### Set problem
Rescale everything from the line containing "Expected content: snow" down to the line containing "0 149 33 162", both ends included, and give back only those lines of the records, requests and all. Multiply every bounding-box coordinate in the answers by 2.4 and round each result to a whole number, with halves rounding up.

"""

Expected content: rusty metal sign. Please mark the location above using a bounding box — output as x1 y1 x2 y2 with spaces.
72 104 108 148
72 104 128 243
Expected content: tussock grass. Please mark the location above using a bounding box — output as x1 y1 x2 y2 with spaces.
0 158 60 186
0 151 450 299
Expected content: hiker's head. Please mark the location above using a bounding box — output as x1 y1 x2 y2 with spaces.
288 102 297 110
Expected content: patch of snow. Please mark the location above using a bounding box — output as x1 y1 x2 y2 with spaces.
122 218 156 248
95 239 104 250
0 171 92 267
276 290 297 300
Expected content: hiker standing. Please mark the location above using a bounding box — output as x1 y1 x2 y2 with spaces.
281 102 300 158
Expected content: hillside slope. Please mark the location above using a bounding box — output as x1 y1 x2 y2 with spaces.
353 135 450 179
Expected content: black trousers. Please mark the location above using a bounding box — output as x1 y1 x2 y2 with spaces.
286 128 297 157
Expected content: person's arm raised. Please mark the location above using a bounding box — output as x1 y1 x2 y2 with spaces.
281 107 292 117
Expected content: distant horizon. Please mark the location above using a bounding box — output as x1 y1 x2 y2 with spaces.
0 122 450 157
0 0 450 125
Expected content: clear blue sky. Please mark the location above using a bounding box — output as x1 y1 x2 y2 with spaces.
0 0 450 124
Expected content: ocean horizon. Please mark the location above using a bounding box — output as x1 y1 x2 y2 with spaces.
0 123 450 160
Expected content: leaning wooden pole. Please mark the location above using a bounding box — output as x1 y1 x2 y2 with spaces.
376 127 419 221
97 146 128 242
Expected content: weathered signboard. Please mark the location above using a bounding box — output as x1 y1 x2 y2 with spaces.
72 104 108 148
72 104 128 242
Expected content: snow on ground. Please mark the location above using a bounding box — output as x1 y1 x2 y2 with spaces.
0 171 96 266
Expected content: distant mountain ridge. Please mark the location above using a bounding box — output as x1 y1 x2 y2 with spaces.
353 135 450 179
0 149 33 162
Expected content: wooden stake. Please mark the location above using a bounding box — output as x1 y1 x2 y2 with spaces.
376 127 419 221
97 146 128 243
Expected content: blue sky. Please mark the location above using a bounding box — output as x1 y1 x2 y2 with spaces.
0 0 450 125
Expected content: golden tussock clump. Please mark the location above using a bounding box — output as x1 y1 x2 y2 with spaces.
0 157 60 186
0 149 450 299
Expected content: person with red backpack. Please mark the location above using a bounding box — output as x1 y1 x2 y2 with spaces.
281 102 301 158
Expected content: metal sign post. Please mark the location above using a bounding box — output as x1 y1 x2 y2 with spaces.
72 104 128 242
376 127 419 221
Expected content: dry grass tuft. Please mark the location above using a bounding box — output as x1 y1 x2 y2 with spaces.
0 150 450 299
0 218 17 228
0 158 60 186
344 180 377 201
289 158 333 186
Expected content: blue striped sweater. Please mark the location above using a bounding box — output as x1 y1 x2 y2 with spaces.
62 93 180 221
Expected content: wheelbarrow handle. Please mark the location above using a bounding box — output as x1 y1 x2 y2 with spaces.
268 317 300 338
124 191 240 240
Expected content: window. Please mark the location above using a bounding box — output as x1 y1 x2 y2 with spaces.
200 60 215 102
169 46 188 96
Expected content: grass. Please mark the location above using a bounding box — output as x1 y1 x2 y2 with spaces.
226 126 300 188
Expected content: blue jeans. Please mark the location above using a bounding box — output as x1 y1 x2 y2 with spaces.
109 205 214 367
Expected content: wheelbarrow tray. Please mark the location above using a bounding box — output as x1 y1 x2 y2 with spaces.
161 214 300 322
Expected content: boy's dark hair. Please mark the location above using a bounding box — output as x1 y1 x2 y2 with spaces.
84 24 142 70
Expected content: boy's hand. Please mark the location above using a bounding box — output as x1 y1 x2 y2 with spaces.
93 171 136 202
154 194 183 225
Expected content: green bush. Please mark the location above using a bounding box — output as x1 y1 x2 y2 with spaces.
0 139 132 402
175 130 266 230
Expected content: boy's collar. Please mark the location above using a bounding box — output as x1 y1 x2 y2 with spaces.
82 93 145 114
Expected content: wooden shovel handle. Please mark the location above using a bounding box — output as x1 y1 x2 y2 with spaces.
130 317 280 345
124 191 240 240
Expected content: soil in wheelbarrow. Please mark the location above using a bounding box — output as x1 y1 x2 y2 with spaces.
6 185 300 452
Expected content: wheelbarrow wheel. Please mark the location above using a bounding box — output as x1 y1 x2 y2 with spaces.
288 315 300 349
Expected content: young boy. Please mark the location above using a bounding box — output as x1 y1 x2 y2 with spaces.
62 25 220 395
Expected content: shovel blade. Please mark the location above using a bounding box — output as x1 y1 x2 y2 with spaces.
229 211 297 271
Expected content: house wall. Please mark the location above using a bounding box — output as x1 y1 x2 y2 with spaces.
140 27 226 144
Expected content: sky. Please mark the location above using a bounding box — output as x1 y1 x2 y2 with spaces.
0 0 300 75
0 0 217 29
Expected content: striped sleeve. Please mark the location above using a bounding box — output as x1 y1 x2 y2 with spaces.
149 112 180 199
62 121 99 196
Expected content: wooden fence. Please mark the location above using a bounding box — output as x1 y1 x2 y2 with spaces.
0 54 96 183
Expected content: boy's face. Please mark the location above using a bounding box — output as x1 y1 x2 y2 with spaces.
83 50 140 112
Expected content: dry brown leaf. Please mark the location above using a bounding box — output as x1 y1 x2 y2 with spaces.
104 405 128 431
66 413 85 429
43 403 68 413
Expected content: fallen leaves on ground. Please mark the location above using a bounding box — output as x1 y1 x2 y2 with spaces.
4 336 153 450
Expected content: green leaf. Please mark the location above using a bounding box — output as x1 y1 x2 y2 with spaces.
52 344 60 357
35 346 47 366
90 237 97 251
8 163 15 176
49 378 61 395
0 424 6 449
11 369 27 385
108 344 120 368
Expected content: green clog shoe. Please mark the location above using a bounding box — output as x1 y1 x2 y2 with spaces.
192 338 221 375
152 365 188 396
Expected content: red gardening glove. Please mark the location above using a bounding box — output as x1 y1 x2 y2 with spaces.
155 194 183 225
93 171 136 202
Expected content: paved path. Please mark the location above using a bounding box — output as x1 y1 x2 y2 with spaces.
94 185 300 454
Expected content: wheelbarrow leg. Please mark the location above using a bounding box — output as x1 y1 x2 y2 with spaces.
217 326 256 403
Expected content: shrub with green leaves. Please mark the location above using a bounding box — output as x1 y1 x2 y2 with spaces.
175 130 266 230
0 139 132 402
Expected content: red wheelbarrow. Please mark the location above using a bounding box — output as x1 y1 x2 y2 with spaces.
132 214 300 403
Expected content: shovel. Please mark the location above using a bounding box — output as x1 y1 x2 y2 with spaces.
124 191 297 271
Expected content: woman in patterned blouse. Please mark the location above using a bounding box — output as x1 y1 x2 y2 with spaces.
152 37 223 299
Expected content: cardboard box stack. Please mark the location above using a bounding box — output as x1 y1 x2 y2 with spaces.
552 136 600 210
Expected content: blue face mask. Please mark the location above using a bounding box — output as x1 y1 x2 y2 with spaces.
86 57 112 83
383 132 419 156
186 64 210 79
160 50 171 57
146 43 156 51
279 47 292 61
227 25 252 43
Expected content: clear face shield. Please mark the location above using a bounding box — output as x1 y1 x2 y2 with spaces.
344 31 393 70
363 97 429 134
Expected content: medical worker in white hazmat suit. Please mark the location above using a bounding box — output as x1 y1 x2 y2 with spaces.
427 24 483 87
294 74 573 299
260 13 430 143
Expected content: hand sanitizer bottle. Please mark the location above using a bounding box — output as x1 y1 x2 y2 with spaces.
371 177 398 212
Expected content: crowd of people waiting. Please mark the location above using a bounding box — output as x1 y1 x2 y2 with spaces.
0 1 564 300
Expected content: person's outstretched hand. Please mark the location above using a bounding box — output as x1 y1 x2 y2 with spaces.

"""

### Solution for this problem
Expected content: snow on ground. Please mark the location above using a bounding box — output as x1 y1 x2 y2 with spaces.
0 410 230 638
Expected content: distant mountain ridge. Please mark the location above using a bounding box — output as x1 y1 x2 y2 with spaces.
847 324 1080 430
0 358 79 389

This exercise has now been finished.